◆ **WHAT YOU ARE ASKED TO DO**: Leave the pictures out while you restate every entry below word for word.

START RECORDS SHOWN

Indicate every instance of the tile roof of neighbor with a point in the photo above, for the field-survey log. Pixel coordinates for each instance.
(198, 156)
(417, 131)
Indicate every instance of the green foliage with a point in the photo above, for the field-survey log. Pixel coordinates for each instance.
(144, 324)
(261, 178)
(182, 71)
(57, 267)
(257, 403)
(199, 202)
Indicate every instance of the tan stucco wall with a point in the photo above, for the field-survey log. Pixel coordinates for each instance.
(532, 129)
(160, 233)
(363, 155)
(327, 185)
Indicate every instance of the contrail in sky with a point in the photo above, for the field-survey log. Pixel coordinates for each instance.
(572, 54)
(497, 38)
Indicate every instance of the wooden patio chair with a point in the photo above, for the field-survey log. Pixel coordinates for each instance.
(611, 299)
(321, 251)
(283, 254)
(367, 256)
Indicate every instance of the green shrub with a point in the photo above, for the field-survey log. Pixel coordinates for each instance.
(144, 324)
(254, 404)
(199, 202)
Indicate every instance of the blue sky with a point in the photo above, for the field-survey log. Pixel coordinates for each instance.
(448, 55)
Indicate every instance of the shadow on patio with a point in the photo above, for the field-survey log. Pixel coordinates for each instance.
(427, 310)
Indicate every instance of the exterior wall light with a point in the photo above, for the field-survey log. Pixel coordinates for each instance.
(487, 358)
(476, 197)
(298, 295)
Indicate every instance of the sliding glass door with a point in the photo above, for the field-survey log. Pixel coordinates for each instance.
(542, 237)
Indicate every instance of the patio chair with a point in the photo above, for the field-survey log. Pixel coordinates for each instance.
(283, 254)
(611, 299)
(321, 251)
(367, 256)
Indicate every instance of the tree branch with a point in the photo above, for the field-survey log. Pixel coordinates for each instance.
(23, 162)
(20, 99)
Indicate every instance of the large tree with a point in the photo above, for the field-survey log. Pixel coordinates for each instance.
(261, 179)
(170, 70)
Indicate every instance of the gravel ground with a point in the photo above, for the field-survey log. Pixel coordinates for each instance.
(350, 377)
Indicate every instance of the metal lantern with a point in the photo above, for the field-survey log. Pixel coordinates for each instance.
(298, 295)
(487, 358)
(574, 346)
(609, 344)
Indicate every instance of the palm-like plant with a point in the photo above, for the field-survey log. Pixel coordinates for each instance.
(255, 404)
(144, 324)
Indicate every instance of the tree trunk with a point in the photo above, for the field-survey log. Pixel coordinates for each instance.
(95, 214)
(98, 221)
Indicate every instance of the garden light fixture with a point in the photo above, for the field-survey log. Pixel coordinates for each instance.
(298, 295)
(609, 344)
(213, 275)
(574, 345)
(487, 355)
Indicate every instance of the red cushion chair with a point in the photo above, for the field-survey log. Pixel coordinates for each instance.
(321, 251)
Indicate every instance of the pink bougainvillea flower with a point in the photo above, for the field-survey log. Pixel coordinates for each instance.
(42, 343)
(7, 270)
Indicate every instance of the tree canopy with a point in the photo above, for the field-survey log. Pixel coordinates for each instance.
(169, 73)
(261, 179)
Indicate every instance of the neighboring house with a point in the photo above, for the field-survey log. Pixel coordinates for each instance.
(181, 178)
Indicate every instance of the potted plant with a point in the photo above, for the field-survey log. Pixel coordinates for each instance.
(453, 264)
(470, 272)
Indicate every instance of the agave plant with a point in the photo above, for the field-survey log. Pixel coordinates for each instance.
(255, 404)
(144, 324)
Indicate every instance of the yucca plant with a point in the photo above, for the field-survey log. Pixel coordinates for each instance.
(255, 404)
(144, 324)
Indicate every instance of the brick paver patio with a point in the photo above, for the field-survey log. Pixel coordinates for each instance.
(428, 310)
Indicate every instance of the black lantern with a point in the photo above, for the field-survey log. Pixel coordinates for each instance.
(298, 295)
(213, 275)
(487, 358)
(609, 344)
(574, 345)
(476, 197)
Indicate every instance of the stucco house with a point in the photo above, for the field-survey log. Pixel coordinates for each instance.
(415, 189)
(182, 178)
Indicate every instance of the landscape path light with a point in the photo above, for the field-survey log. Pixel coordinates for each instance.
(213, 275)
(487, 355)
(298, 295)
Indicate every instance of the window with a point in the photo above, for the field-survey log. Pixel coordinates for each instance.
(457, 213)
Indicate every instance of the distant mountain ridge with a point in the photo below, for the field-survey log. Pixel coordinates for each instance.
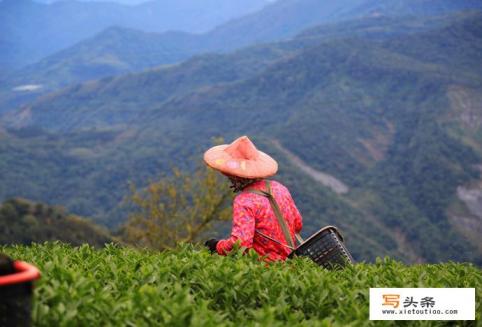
(119, 50)
(377, 108)
(31, 30)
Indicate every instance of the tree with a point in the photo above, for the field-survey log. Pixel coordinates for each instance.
(177, 208)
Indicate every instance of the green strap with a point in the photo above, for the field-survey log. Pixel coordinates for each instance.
(277, 213)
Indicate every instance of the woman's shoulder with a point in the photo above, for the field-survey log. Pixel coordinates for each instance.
(278, 185)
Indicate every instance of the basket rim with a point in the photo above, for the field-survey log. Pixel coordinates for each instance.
(319, 232)
(25, 272)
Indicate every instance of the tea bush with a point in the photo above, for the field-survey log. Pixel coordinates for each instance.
(120, 286)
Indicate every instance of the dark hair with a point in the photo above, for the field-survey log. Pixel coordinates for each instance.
(239, 183)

END RECORDS SHOWN

◆ **WRITTEN ANSWER**:
Indicate every instance of the tile roof of neighbor with a point in the photo above, for the field-survey log. Pixel coordinates for each instance.
(198, 156)
(417, 131)
Indicate every instance of the green foliage with a point in the photo above, for the field-survey log. Pixel coordinates for each instance.
(144, 324)
(261, 178)
(182, 71)
(57, 267)
(257, 403)
(199, 202)
Indicate every instance of the tan stucco wall with a point in the photo above, for the field-survey log. Pixel coordinates for each instance.
(532, 129)
(160, 233)
(363, 155)
(327, 185)
Indicate every instance of the contrail in sky with a point in the photo above, for the field-survey log. Pixel coordinates for each instance.
(572, 54)
(497, 38)
Indicate every instance of the wooden patio chair with a point in the photo above, for the field-survey log. Pixel coordinates for each instance.
(611, 299)
(321, 251)
(283, 254)
(367, 256)
Indicate every instance of the green shrub with a point in the photo above, for the field-survey log. Pixel coordinates for each instance.
(144, 324)
(254, 404)
(199, 202)
Indicate every instance of the blue sky with a point in the photo above, for the field-survey log. Pixel coordinates for each instance.
(448, 55)
Indicate every instance of the shadow on patio with a point in the photo above, for the field-survey log. Pixel coordinates for each instance.
(427, 310)
Indicate every instance of the exterior wall light with a point in the photo above, for the field-survey log. Pixel coordinates for each instance.
(487, 358)
(476, 197)
(298, 295)
Indicate every instance of the sliding glass door with a point in the photo above, for the field-survey log. Pixel coordinates for each instance.
(542, 237)
Indicate every instance of the patio chair with a point in the photo above, for the field-survey log. Pixel coordinates for each instance.
(283, 254)
(611, 299)
(321, 251)
(367, 256)
Indicate every instance of the tree branch with a point in the photo above, for the field-survey log. Pixel coordinates for each instance.
(23, 162)
(20, 99)
Indicate every instance of the large tree with a point in the photo above, for the field-survey log. Pixel coordinates for each instance.
(261, 179)
(170, 70)
Indicate every instance of the gravel ground with a point in the photo above, for the field-survey log. Pixel coordinates for each instance.
(350, 377)
Indicate every instance of the metal lantern with a point in the photo above, for the field-survey log. Pixel coordinates for each instance.
(298, 295)
(487, 358)
(574, 346)
(609, 344)
Indicate every instance of the palm-like plant with a point in the photo above, for the field-survey log. Pixel coordinates for each instance.
(255, 404)
(144, 324)
Indicate every instance of the tree trunk with a point in the photo above, for the field-survey log. Pixel coordinates for each instance.
(95, 214)
(98, 221)
Indicate every instance of the garden light fixture with a point in the photo above, for the field-survey log. Pixel coordinates for each instance.
(298, 295)
(609, 344)
(213, 275)
(574, 345)
(487, 355)
Indicate every instance of the red cushion chair with a point in the photo above, for the field-survey log. Pixel coordinates for each instance.
(321, 251)
Indicate every instance of the pink bougainvillea flower with a point in the photo above, for the field-survey log. Pixel coordinates for each instance.
(42, 343)
(7, 270)
Indicate every instance of the tree canopy with a point in the photo above, for the field-survey log. Pixel coordinates for each instance.
(169, 73)
(261, 179)
Indicate every instance of the neighboring house with a point in the photo above, for the field-survey log. Pixel coordinates for each instance.
(181, 178)
Indicate every instance of the potted plant with a point in the photo above, for the field-survey log. Pixel coordinates for each instance.
(453, 264)
(470, 272)
Indicate every instance of the agave plant with a point in the photo above, for the field-survey log. Pixel coordinates for each instance.
(255, 404)
(144, 324)
Indicate every instance of the yucca plant with a point in the photo above, for the field-survey log. Pixel coordinates for each instance.
(255, 404)
(144, 324)
Indicate every instance of the brick paver patio with a point in the photo above, for the field-survey log. Pixel coordinates for each instance.
(428, 310)
Indicate every instance of the black lantern with a point in the photo above, for the field-survey log. Pixel coordinates for each instance.
(298, 295)
(213, 275)
(487, 358)
(609, 344)
(574, 345)
(476, 197)
Indicate every instance of the stucco house with a point in the photo above, for the field-survey log. Pixel coordinates for each instance.
(415, 189)
(182, 178)
Indicate every instance of the landscape path light with a point in the photo above, for the field-survey log. Pixel coordinates for each instance.
(213, 275)
(487, 355)
(298, 295)
Indicate every instance of the window with a point in the photo above, for the field-survey log. Pixel coordinates for each instance.
(457, 213)
Indicate every instance of the distant mountain ridge with a point in the photo below, for the field-survey log. Pixel coordinates for each instance.
(119, 50)
(377, 108)
(31, 30)
Indicate every instance of the tree with a point in the photo above, for the field-survey log. Pixel coordinates for each instance.
(177, 208)
Indicate every instance of the green strap with a point in the photo above, for the field-survey log. Pixel coordinates for each instance.
(277, 213)
Indicate every instance of the woman's shoulder with a point in the photo above, for the field-survey log. Pixel coordinates for each instance.
(278, 185)
Indicate every instance of the basket rim with a point in the photo above, for the field-survey log. Pixel coordinates for each instance.
(319, 232)
(25, 272)
Indicate every instance of the tea bush with a point in the photo above, for the field-survey log. Pixel coordinates for each instance.
(120, 286)
Indicate every instance of the dark hair with a point in the photo above, for the field-survey log. Pixel coordinates for each instance.
(239, 183)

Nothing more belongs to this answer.